> _HOW TO COMPLETE THIS TASK_
Copy all records verbatim.

> _DATA SUPPLIED_
|---|

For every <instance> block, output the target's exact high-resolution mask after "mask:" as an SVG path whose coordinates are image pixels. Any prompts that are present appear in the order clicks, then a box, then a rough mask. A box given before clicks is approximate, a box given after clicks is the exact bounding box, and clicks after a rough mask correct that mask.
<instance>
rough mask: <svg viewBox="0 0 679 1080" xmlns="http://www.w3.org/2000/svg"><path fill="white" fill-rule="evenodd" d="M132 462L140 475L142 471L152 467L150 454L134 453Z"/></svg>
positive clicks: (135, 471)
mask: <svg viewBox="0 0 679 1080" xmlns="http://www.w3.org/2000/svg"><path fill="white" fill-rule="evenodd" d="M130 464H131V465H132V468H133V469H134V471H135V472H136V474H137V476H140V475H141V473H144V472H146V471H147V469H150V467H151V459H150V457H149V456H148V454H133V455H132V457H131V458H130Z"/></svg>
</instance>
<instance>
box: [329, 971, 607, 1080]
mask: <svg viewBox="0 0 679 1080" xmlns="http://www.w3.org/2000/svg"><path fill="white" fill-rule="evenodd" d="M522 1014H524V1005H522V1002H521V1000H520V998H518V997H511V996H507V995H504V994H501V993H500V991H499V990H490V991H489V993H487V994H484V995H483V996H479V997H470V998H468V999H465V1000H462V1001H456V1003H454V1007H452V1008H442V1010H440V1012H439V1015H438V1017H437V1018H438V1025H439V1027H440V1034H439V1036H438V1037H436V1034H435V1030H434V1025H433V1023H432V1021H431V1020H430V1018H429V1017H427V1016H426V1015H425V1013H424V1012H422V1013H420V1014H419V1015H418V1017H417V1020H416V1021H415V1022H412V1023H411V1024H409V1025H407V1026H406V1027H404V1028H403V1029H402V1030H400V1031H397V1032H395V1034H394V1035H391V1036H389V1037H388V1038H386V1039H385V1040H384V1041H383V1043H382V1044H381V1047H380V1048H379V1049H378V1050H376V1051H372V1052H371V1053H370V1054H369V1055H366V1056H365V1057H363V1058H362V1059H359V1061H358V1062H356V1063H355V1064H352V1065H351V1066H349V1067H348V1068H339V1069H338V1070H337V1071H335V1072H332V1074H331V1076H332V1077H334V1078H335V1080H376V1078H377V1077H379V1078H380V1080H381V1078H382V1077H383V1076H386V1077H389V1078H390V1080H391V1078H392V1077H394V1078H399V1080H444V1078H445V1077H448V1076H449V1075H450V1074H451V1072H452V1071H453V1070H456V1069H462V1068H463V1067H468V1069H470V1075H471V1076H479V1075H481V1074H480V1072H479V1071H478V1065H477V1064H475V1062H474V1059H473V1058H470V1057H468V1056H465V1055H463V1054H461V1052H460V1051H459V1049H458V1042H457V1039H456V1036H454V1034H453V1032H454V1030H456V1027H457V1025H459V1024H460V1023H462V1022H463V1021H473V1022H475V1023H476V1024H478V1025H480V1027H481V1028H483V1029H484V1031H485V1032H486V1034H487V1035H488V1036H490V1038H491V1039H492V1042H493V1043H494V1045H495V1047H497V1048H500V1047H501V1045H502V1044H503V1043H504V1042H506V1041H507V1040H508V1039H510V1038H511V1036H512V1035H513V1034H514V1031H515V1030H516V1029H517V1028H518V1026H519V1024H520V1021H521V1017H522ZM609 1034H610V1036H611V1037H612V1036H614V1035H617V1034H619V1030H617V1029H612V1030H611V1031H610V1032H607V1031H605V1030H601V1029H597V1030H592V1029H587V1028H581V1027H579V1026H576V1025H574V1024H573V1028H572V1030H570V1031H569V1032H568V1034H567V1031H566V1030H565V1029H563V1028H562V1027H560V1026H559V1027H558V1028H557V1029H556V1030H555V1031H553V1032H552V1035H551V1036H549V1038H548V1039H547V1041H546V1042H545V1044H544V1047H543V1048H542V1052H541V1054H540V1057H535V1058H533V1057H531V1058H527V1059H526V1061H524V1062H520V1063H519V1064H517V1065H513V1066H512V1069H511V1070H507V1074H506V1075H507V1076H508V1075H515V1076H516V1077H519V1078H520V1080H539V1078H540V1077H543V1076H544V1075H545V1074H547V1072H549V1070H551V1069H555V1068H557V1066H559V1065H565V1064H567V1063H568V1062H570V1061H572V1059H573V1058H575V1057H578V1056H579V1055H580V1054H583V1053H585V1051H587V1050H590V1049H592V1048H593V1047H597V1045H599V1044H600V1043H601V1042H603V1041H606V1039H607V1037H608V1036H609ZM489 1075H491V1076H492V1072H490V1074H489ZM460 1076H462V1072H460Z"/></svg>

|---|

> _SOLUTION_
For every <instance> block, output the target's exact high-resolution mask after "mask:" as an SVG path whose coordinates are image pixels. Any prompts that are present appear in the order clicks, then a box, then a rough mask. A box given before clicks is approximate, a box given after clicks is the exact bounding box, and clicks after a rough mask correct that mask.
<instance>
rough mask: <svg viewBox="0 0 679 1080" xmlns="http://www.w3.org/2000/svg"><path fill="white" fill-rule="evenodd" d="M132 462L140 475L142 471L152 467L150 454L134 453Z"/></svg>
positive clicks: (135, 471)
mask: <svg viewBox="0 0 679 1080" xmlns="http://www.w3.org/2000/svg"><path fill="white" fill-rule="evenodd" d="M130 464H131V465H132V468H133V469H134V471H135V472H136V474H137V476H140V475H141V473H144V472H146V471H147V469H150V467H151V459H150V457H149V456H148V454H133V455H132V457H131V458H130Z"/></svg>
</instance>
<instance>
box: [329, 971, 607, 1080]
mask: <svg viewBox="0 0 679 1080" xmlns="http://www.w3.org/2000/svg"><path fill="white" fill-rule="evenodd" d="M522 1014H524V1005H522V1002H521V1000H520V998H518V997H511V996H507V995H504V994H501V993H500V991H499V990H490V991H489V993H487V994H484V995H483V996H479V997H470V998H468V999H465V1000H462V1001H456V1003H454V1007H452V1008H442V1010H440V1012H439V1015H438V1017H437V1018H438V1025H439V1027H440V1034H439V1036H438V1037H436V1034H435V1030H434V1025H433V1023H432V1021H431V1020H430V1018H429V1017H427V1016H426V1015H425V1013H424V1012H422V1013H420V1014H419V1015H418V1017H417V1020H416V1021H415V1022H412V1023H411V1024H409V1025H407V1026H406V1027H404V1028H403V1029H402V1030H400V1031H397V1032H395V1034H394V1035H391V1036H389V1037H388V1038H386V1039H385V1040H384V1041H383V1043H382V1044H381V1047H380V1048H379V1049H378V1050H376V1051H372V1052H371V1053H370V1054H369V1055H366V1056H365V1057H363V1058H362V1059H359V1061H358V1062H356V1063H355V1064H352V1065H351V1066H349V1067H348V1068H339V1069H338V1070H337V1071H335V1072H332V1074H331V1076H332V1077H334V1078H335V1080H376V1078H377V1077H379V1078H380V1080H381V1078H382V1077H383V1076H386V1077H389V1078H390V1080H391V1078H392V1077H394V1078H399V1080H444V1078H445V1077H448V1076H449V1075H450V1074H451V1072H452V1071H453V1070H456V1069H462V1068H463V1067H468V1069H470V1075H471V1076H479V1075H481V1074H480V1072H479V1071H478V1065H477V1064H475V1062H474V1059H473V1058H470V1057H468V1056H465V1055H463V1054H461V1052H460V1051H459V1049H458V1042H457V1039H456V1036H454V1034H453V1032H454V1030H456V1027H457V1025H459V1024H460V1023H462V1022H463V1021H473V1022H475V1023H476V1024H478V1025H480V1027H481V1028H483V1029H484V1031H485V1032H486V1034H487V1035H488V1036H490V1038H491V1039H492V1042H493V1043H494V1045H495V1047H497V1048H500V1047H501V1045H502V1044H503V1043H504V1042H506V1041H507V1040H508V1039H510V1038H511V1036H512V1035H513V1034H514V1031H515V1030H516V1029H517V1028H518V1026H519V1024H520V1021H521V1017H522ZM609 1034H610V1036H611V1037H612V1036H614V1035H617V1034H619V1030H617V1029H612V1030H611V1031H610V1032H607V1031H605V1030H601V1029H597V1030H592V1029H587V1028H581V1027H579V1026H576V1025H574V1024H573V1028H572V1030H570V1031H569V1032H568V1034H567V1031H566V1030H565V1029H563V1028H562V1027H560V1026H559V1027H558V1028H557V1029H556V1030H555V1031H553V1032H552V1035H551V1036H549V1038H548V1039H547V1041H546V1042H545V1044H544V1047H543V1048H542V1052H541V1054H540V1057H535V1058H533V1057H531V1058H527V1059H526V1061H524V1062H520V1063H519V1064H517V1065H513V1066H512V1069H511V1070H507V1074H506V1075H507V1076H508V1075H515V1076H516V1077H519V1078H520V1080H539V1078H540V1077H543V1076H544V1075H545V1074H547V1072H549V1070H551V1069H555V1068H557V1066H559V1065H565V1064H567V1063H568V1062H570V1061H572V1059H573V1058H575V1057H578V1056H579V1055H580V1054H583V1053H585V1051H587V1050H590V1049H592V1048H593V1047H597V1045H599V1044H600V1043H601V1042H603V1041H606V1039H607V1037H608V1036H609ZM489 1075H491V1076H492V1072H490V1074H489ZM460 1076H462V1072H460Z"/></svg>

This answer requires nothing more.